▽

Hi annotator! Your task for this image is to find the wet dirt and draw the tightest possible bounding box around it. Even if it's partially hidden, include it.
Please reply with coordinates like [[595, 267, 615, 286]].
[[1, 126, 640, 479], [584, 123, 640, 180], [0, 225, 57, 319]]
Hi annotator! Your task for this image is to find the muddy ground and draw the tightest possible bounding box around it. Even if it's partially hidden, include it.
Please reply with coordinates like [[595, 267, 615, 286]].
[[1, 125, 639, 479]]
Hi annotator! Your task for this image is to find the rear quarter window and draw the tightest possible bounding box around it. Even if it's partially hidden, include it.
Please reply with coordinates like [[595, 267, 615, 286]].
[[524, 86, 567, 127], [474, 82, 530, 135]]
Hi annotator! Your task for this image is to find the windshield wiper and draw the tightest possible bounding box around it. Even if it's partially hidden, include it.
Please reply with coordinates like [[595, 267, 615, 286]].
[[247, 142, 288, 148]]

△
▽

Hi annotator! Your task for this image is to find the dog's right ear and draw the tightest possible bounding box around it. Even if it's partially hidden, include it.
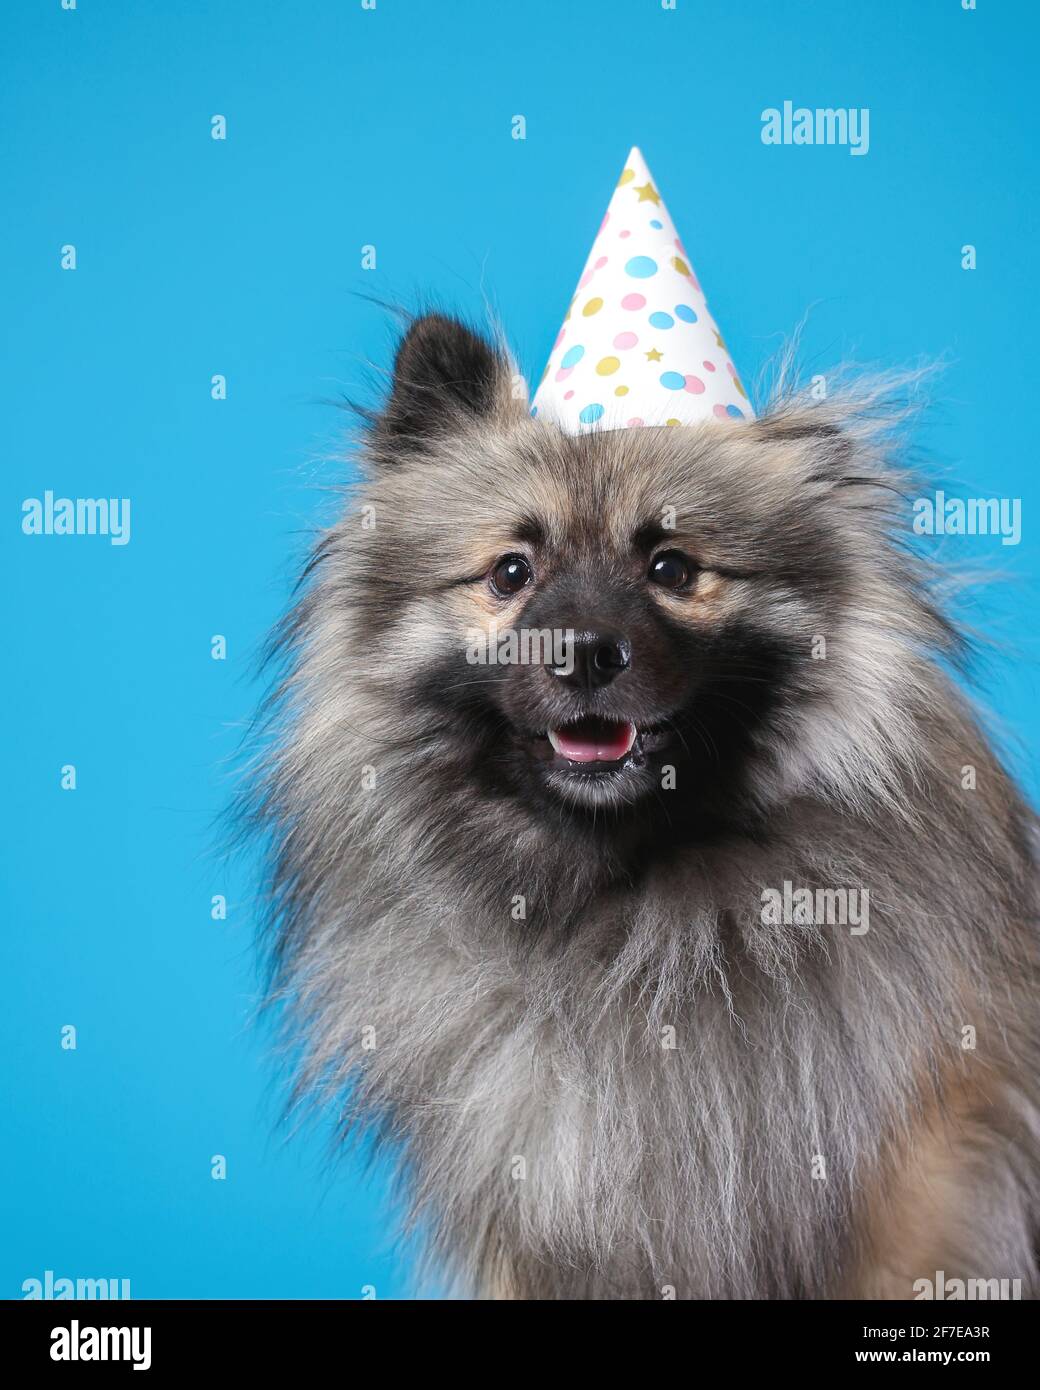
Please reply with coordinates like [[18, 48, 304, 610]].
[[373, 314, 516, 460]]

△
▽

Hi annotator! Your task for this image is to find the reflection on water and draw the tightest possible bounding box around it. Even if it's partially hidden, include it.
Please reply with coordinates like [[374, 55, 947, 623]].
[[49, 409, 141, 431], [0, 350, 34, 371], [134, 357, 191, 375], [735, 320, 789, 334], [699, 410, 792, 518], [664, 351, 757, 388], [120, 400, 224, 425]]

△

## WHAT THE TASK REQUIRES
Search the entries for the word "tightest", then list each line that holds it.

## WRITTEN RESPONSE
Hi annotator! Your task for this image is to find the wet dirt and draw the tightest possible bounding box around it. Even if it's partially hidden, include it.
Hi annotator! Your task for this image is to find the muddy ground and draw the tightest possible bounding box around it. Even if it's partially hidden, include it.
Hi annotator! Your task for this image is to find the rear quarter window and draw the tightest possible bounding box around it. Even if it's partially hidden, include it.
Hi annotator! Your task for this image is to find the windshield wiper and draw the tightest possible bounding box around it. Even if it's partially hidden, include it.
Hi annotator! Your task for this image is to find the dog's right ear and draw the tightest possible bounding box around it. Even if it's partially hidden, include it.
Hi annotator! Your task for this image is to find the reflection on water and draw the tightest possible bounding box around it. Even if it's partially hidden, include it.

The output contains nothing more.